## Natural language region descriptions

☆ ☆ ☆ ☆ ☆

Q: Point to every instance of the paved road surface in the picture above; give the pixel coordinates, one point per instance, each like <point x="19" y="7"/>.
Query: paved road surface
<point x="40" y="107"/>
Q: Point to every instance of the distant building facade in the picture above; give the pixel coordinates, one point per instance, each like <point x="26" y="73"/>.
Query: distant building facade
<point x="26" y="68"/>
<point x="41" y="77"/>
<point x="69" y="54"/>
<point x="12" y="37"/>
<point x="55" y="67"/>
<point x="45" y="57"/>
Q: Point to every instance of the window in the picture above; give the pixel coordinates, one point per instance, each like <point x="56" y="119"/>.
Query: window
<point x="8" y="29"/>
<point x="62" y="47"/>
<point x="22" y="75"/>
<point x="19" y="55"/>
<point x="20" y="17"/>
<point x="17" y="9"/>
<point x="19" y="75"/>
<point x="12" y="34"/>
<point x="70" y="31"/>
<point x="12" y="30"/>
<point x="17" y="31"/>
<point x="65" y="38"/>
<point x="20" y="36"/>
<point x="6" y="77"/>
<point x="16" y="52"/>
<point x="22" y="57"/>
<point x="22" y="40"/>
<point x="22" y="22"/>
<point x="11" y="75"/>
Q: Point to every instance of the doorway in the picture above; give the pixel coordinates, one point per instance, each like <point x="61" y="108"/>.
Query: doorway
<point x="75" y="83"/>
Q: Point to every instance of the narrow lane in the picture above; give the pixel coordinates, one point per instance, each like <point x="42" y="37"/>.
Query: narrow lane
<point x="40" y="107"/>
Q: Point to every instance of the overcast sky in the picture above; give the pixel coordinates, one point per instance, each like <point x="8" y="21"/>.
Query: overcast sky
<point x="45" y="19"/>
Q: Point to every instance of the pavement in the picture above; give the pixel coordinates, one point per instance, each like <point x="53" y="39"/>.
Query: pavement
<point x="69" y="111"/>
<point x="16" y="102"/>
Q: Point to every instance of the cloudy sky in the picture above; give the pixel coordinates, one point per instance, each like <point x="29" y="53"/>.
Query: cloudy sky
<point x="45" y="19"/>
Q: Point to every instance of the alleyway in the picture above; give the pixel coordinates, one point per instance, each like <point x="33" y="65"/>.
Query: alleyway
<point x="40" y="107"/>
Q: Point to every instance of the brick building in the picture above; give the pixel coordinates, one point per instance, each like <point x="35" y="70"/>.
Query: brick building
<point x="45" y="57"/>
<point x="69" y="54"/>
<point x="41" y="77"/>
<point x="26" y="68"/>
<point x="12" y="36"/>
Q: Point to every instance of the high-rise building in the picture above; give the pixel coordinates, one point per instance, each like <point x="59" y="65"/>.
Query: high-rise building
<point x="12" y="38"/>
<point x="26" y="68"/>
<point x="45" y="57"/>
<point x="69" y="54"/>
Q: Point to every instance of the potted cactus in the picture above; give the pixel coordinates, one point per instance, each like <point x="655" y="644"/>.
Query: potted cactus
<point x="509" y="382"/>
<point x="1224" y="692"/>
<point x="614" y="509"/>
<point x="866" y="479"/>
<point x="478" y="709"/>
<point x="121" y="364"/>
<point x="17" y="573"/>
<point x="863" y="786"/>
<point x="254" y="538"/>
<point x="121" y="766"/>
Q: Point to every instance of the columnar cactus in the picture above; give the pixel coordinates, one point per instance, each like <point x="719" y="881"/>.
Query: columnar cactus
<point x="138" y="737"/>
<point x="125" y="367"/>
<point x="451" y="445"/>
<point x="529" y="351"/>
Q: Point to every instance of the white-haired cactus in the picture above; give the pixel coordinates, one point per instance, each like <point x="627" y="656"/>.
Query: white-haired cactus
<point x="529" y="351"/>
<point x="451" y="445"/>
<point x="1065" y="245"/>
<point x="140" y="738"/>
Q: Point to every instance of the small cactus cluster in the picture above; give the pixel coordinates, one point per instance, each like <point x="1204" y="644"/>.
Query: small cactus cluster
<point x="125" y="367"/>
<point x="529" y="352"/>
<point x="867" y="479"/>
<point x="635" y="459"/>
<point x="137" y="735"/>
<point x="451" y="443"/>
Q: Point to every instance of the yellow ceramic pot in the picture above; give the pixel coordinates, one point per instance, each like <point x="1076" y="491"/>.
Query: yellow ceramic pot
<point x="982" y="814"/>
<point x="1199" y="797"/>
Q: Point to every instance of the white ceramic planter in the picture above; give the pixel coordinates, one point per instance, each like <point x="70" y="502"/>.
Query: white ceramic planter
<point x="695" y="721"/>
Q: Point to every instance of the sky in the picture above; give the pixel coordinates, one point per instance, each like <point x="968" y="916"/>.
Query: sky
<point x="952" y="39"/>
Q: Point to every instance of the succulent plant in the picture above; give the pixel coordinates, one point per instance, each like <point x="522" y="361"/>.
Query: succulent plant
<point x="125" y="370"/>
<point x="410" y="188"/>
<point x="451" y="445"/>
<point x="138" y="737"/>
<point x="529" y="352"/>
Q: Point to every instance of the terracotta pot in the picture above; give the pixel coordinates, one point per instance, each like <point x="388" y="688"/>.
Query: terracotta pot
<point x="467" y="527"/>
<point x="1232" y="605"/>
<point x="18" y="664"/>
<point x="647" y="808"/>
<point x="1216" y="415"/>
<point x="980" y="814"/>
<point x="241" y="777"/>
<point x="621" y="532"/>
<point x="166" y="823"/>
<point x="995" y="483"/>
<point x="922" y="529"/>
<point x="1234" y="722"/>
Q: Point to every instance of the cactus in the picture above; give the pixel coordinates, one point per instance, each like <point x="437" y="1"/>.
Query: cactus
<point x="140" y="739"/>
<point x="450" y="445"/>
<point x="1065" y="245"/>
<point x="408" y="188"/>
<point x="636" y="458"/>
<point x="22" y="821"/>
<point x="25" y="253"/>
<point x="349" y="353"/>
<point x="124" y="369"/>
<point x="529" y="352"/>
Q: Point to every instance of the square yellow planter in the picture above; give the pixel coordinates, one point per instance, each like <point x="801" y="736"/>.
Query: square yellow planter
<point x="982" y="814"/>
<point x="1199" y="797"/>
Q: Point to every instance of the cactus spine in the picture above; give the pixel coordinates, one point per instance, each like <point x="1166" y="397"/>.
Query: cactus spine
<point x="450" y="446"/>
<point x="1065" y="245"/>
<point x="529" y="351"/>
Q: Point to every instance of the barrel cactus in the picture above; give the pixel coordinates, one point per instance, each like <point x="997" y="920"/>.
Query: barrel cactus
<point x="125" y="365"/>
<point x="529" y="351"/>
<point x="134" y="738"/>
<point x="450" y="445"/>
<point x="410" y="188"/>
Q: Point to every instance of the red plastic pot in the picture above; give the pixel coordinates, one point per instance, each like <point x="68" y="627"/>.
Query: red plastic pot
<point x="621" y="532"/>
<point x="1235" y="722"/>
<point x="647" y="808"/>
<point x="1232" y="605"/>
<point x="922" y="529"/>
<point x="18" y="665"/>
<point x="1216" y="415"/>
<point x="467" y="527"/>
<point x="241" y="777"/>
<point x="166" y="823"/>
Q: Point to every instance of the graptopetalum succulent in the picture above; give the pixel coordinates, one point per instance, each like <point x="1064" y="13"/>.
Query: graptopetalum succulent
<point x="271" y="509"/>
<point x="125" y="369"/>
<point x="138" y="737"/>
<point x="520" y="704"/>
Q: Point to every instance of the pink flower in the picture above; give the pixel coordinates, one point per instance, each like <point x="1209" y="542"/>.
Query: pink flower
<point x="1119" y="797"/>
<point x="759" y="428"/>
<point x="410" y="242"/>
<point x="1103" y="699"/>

☆ ☆ ☆ ☆ ☆

Output exactly, and only, the lines running from the one that contains "Q: Point to every instance of the pink" through the last line of the entries above.

Q: Point to every instance of the pink flower in the picture above; give the pixel coordinates, one point per instance, each like <point x="1209" y="542"/>.
Query: pink flower
<point x="1119" y="797"/>
<point x="759" y="428"/>
<point x="410" y="242"/>
<point x="1103" y="699"/>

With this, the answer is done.